— begin RECORDS TO USE —
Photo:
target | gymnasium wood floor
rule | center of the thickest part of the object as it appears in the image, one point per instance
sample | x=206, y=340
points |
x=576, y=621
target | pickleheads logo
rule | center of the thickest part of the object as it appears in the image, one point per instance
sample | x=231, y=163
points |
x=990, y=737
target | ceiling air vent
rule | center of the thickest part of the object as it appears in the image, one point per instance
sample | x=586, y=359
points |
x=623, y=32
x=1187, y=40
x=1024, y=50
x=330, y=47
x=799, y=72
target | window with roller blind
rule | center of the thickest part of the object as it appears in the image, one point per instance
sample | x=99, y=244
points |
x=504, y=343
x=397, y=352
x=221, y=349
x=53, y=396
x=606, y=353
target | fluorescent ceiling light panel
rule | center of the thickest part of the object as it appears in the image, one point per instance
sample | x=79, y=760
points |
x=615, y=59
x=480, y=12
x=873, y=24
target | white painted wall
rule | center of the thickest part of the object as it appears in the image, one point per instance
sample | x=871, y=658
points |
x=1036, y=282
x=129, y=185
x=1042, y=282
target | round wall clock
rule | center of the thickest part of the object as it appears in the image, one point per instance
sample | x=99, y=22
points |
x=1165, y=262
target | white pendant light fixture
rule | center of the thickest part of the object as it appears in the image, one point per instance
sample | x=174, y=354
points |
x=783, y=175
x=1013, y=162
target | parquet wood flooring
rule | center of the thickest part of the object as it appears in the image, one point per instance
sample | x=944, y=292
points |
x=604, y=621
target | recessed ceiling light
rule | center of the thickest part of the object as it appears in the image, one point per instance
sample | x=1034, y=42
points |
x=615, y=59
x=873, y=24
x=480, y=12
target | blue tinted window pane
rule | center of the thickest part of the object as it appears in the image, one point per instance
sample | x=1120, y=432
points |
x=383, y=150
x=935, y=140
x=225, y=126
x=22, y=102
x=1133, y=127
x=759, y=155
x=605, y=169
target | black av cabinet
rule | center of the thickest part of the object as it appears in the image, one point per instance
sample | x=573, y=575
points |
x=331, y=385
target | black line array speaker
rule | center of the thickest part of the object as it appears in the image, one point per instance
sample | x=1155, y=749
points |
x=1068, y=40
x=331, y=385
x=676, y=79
— end RECORDS TO USE —
_STATED TASK_. Using the listing above, retype each line exactly.

_CORRECT OUTPUT_.
Photo:
target | gymnasium wood floor
rule | center of the thickest part of the object as it appears in the image, one point per instance
sample | x=206, y=340
points |
x=576, y=621
target | pickleheads logo
rule | center of the thickest part of the object as it appears in the image, one point per instance
sample | x=231, y=163
points |
x=990, y=737
target | ceiling air vent
rule | center of the thickest part of the object as it appears in the image, one point per instance
sample | x=586, y=359
points |
x=623, y=32
x=1187, y=40
x=1024, y=50
x=330, y=47
x=799, y=72
target | window with roller blind
rule | center of the thickest part of the object as it appears in the image, one point per instance
sample | x=99, y=244
points |
x=504, y=343
x=397, y=352
x=221, y=349
x=53, y=396
x=606, y=353
target | fluorescent ceiling light panel
rule | center of the thickest part of the object as it appears in the image, one point per instance
sample | x=79, y=760
points |
x=615, y=59
x=480, y=12
x=873, y=24
target | white painted wall
rule | center of the thickest part of the object as it appears in the image, one point per instance
sample | x=871, y=658
points |
x=1036, y=282
x=129, y=185
x=1042, y=282
target | round wall clock
rule | center of the thickest part of the object as it appears in the image, one point per instance
sample | x=99, y=22
points |
x=1165, y=262
target | white pendant light fixture
rule | center of the thickest part of the object as it appears in the image, one point per instance
sample | x=174, y=354
points |
x=783, y=175
x=1013, y=162
target | parquet wood flooring
rule | center of the thickest part of the object as it appears in the image, one point per instance
sample | x=944, y=292
points |
x=604, y=621
target | recessed ceiling light
rule | center of the thickest part of the object as it appears in the image, one point per instance
sample | x=1034, y=42
points |
x=615, y=59
x=873, y=24
x=480, y=12
target | blue tinted window pane
rule | center of the thickest part of the object as it appears in the image, one point per instance
sample | x=1120, y=432
points |
x=383, y=150
x=935, y=140
x=225, y=126
x=22, y=102
x=1133, y=127
x=759, y=155
x=605, y=169
target | black av cabinet
rule | center of the thickest part of the object as it appears in the image, one point per instance
sample | x=573, y=575
points |
x=331, y=385
target | black line array speaker
rule | center of the thickest part of the object as it appears in the image, one point per instance
sample | x=1155, y=749
points |
x=1068, y=40
x=331, y=385
x=676, y=79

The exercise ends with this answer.